### AVAILABLE DATA ###

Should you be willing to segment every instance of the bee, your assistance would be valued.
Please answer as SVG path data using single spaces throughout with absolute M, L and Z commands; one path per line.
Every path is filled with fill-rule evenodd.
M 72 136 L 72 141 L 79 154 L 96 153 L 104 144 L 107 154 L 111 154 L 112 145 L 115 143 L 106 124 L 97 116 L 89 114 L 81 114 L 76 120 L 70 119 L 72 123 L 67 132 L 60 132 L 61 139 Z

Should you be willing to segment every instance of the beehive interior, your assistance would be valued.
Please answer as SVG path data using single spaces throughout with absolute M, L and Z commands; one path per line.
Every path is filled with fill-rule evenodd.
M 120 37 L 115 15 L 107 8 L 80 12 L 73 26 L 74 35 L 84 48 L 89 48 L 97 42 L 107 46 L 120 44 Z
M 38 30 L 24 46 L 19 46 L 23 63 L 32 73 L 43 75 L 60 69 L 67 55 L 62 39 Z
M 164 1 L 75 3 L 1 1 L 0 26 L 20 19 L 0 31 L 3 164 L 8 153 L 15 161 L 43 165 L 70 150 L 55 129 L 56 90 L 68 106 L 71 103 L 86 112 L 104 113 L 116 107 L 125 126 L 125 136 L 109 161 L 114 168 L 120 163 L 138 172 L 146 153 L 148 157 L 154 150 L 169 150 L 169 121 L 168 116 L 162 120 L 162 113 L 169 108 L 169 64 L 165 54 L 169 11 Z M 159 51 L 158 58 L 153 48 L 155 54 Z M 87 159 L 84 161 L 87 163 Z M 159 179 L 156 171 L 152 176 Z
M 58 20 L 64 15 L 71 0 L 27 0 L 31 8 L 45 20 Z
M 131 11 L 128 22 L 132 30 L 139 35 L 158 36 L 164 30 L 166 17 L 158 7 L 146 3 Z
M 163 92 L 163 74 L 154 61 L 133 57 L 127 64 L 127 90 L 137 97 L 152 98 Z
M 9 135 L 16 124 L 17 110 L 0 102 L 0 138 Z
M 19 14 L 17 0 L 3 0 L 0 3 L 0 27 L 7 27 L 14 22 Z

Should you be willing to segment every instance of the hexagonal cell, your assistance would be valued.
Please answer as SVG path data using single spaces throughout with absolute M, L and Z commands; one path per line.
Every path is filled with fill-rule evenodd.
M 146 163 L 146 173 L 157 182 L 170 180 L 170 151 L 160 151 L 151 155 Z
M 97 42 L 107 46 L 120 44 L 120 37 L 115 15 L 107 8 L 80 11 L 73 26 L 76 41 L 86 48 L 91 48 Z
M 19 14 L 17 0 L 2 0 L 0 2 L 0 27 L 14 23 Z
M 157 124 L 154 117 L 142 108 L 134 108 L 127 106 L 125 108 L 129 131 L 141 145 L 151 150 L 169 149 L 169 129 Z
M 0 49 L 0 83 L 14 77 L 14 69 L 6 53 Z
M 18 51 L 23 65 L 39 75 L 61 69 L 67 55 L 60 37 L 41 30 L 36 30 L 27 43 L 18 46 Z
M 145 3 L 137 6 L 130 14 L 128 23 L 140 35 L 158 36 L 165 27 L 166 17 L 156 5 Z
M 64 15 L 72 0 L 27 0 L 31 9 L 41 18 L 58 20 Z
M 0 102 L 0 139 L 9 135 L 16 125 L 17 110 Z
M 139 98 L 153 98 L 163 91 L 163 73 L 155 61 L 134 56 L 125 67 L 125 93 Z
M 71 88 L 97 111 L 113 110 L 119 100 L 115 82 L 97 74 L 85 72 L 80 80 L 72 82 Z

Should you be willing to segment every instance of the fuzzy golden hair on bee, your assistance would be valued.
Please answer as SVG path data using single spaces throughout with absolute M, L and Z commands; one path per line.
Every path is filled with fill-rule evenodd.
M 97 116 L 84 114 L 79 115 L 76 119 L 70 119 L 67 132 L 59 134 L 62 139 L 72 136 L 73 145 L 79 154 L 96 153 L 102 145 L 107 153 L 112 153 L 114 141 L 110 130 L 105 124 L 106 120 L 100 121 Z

###

**TASK:** Can you give every line of the records above as a JSON list of strings, one string per line, leaving out the blank lines?

**REPLY:**
[
  "Should you be willing to segment every instance of the bee, your assistance would be valued.",
  "Please answer as SVG path data using single spaces throughout with absolute M, L and Z commands; one path per line.",
  "Every path is filled with fill-rule evenodd.",
  "M 72 136 L 72 141 L 79 154 L 96 153 L 104 144 L 107 154 L 111 154 L 112 145 L 115 143 L 106 124 L 97 116 L 89 114 L 81 114 L 76 120 L 70 119 L 72 123 L 67 132 L 60 132 L 61 139 Z",
  "Should you be willing to segment every instance of the beehive interior, your assistance would be valued.",
  "Please answer as SVG path data using single spaces throughout with absolute M, L and Z commands; one path per line.",
  "Every path is filled with fill-rule evenodd.",
  "M 120 37 L 115 15 L 107 8 L 80 12 L 73 26 L 74 35 L 84 48 L 89 48 L 97 42 L 107 46 L 120 44 Z",
  "M 38 30 L 24 46 L 19 46 L 23 63 L 32 73 L 43 75 L 60 69 L 67 55 L 62 39 Z",
  "M 164 1 L 75 3 L 1 1 L 0 26 L 20 19 L 0 31 L 3 164 L 8 153 L 15 161 L 43 165 L 70 150 L 55 129 L 56 90 L 68 106 L 71 103 L 86 112 L 104 113 L 116 107 L 125 126 L 125 136 L 109 161 L 114 168 L 120 163 L 138 172 L 146 153 L 148 157 L 154 150 L 169 150 L 169 121 L 168 116 L 162 120 L 162 113 L 169 108 L 169 64 L 165 54 L 169 11 Z M 159 51 L 158 58 L 153 48 L 155 54 Z M 87 159 L 84 161 L 87 163 Z M 159 179 L 156 171 L 152 176 Z",
  "M 58 20 L 64 15 L 71 0 L 27 0 L 31 8 L 45 20 Z",
  "M 131 11 L 128 22 L 132 30 L 139 35 L 158 36 L 164 30 L 166 17 L 158 7 L 146 3 Z",
  "M 163 92 L 163 74 L 154 61 L 133 57 L 127 64 L 127 90 L 137 97 L 152 98 Z",
  "M 9 135 L 16 124 L 17 110 L 0 102 L 0 138 Z",
  "M 19 14 L 17 0 L 3 0 L 0 3 L 0 27 L 7 27 L 14 22 Z",
  "Should you be willing to segment every instance of the hexagonal cell, your assistance would be valued.",
  "Please answer as SVG path data using single spaces throughout with absolute M, L and Z commands; one path per line.",
  "Every path is filled with fill-rule evenodd.",
  "M 146 163 L 146 173 L 157 182 L 170 180 L 170 151 L 160 151 L 151 155 Z",
  "M 97 42 L 107 46 L 120 44 L 120 37 L 115 15 L 107 8 L 80 11 L 73 26 L 76 41 L 86 48 L 91 48 Z",
  "M 19 14 L 17 0 L 2 0 L 0 2 L 0 27 L 14 23 Z",
  "M 157 124 L 154 117 L 142 108 L 134 108 L 127 106 L 125 108 L 129 131 L 141 145 L 151 150 L 169 149 L 169 129 Z",
  "M 0 49 L 0 83 L 14 77 L 14 69 L 6 53 Z",
  "M 18 51 L 23 65 L 39 75 L 61 69 L 67 55 L 60 37 L 41 30 L 36 30 L 27 43 L 18 46 Z",
  "M 145 3 L 137 6 L 130 14 L 128 23 L 140 35 L 158 36 L 165 27 L 166 17 L 156 5 Z",
  "M 64 15 L 72 0 L 27 0 L 31 9 L 41 18 L 58 20 Z",
  "M 0 102 L 0 139 L 9 135 L 16 125 L 17 110 Z",
  "M 139 98 L 153 98 L 163 91 L 163 73 L 155 61 L 134 56 L 125 67 L 125 93 Z",
  "M 71 88 L 97 111 L 113 110 L 119 100 L 115 82 L 97 74 L 85 72 L 80 80 L 72 82 Z",
  "Should you be willing to segment every instance of the fuzzy golden hair on bee, your assistance would be valued.",
  "Please answer as SVG path data using single spaces throughout with absolute M, L and Z commands; one path per line.",
  "Every path is filled with fill-rule evenodd.",
  "M 97 116 L 84 114 L 79 115 L 76 119 L 70 119 L 67 132 L 59 134 L 62 139 L 72 136 L 73 145 L 79 154 L 96 153 L 102 145 L 107 153 L 112 153 L 114 141 L 110 130 L 105 124 L 106 120 L 100 121 Z"
]